▶ _ЧТО ТРЕБУЕТСЯ_: Определите все строки материала, в которых встречается слово «tile», и выпишите их. Регистр букв учитывается.

▶ _ИСХОДНЫЕ ДАННЫЕ_:
=-=-=
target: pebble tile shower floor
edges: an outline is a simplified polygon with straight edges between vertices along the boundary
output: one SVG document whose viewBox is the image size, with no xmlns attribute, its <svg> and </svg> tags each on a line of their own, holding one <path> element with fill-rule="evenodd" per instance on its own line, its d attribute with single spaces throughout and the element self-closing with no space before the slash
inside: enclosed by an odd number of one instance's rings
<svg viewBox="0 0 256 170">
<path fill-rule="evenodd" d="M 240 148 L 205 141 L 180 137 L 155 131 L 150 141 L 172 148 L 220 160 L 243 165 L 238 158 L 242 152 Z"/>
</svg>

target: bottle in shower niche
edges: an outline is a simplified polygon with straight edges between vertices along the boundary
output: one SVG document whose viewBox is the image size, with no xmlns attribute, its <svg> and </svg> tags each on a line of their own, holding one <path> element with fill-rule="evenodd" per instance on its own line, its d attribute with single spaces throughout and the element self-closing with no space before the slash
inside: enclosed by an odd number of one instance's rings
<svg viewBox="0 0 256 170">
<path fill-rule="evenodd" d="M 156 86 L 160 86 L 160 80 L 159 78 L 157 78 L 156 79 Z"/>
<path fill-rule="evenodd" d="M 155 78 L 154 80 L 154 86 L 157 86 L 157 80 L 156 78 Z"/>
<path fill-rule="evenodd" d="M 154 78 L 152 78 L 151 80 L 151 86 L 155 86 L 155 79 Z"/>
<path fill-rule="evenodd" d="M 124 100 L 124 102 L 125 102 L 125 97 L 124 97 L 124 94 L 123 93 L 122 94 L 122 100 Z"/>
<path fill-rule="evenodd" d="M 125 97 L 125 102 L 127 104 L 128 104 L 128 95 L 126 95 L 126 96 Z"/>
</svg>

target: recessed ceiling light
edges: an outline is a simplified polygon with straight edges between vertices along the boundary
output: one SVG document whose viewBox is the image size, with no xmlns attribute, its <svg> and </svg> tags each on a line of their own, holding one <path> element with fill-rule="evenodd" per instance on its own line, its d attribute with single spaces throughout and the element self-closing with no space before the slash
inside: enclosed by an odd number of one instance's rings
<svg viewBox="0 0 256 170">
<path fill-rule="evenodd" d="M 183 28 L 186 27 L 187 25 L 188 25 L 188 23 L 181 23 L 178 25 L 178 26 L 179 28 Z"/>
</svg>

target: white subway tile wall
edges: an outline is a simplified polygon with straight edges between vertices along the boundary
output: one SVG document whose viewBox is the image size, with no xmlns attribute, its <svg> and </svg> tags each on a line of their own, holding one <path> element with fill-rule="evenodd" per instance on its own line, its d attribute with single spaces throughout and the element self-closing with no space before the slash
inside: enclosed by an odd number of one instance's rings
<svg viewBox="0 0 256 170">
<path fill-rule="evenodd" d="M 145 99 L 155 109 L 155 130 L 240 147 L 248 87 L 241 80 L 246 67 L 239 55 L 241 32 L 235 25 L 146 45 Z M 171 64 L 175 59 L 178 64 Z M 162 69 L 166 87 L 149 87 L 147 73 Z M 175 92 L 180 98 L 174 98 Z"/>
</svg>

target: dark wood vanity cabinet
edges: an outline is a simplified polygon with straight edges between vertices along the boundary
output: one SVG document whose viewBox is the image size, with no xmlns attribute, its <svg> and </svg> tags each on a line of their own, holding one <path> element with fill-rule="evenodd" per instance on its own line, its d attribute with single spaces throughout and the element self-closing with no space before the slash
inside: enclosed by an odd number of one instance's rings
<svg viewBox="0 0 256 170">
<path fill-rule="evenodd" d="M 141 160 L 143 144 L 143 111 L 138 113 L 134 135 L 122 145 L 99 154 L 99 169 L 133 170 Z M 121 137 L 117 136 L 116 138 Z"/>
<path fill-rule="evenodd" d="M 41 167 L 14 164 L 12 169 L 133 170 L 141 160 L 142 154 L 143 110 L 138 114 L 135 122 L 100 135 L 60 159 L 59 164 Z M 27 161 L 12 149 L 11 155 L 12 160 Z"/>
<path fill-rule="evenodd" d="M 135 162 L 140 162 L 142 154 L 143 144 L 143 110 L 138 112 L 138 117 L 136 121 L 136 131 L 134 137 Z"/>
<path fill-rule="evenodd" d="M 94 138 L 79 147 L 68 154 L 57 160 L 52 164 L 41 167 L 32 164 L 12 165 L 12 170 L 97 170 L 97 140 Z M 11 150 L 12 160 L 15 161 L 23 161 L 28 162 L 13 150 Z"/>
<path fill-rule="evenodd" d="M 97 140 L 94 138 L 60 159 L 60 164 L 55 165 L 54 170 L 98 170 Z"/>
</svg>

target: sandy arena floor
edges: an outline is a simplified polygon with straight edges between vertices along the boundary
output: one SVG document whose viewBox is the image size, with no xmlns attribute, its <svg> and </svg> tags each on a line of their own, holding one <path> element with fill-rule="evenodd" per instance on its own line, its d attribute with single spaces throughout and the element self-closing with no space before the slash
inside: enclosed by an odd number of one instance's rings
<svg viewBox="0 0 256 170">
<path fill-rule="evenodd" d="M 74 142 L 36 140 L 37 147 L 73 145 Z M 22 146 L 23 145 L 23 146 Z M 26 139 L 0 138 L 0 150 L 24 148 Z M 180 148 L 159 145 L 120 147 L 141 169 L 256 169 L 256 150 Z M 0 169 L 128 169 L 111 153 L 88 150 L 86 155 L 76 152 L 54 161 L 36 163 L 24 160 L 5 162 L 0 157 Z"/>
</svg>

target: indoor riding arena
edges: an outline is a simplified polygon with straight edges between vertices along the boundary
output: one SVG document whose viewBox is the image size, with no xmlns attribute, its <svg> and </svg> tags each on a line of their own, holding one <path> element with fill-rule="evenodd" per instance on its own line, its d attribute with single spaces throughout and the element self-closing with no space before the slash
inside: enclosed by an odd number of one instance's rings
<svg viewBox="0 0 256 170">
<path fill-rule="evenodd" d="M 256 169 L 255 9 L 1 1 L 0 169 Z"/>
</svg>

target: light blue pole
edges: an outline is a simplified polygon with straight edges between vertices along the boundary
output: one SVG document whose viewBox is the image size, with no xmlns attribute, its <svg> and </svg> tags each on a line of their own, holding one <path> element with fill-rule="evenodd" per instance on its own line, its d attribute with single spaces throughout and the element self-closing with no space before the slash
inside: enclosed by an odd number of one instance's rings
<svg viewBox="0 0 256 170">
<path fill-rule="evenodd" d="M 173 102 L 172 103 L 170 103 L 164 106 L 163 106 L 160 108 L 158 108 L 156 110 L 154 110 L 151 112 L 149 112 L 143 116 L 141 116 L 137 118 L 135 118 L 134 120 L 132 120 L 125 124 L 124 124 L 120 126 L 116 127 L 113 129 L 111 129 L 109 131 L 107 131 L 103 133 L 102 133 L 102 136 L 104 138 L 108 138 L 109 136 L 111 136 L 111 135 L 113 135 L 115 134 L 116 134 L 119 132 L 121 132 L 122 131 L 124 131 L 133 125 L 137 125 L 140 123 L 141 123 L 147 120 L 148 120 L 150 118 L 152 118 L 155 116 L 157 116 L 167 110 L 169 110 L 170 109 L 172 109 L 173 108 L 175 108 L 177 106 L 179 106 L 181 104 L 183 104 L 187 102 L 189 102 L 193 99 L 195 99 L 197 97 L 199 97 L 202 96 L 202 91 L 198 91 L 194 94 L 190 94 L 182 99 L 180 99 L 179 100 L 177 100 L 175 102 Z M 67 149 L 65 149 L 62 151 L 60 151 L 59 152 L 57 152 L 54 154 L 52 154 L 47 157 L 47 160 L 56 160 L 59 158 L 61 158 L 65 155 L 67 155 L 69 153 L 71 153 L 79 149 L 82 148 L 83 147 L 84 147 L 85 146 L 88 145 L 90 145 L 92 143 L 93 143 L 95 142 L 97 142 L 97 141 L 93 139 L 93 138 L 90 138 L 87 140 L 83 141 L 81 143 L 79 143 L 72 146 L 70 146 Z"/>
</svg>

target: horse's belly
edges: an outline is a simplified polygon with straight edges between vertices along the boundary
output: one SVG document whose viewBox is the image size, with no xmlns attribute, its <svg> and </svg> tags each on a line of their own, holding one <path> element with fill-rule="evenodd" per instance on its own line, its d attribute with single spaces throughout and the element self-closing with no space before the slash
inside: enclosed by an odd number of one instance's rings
=-=-=
▶ _РЕШЕНИЕ ЗАДАЧИ_:
target: pebble tile shower floor
target: white subway tile wall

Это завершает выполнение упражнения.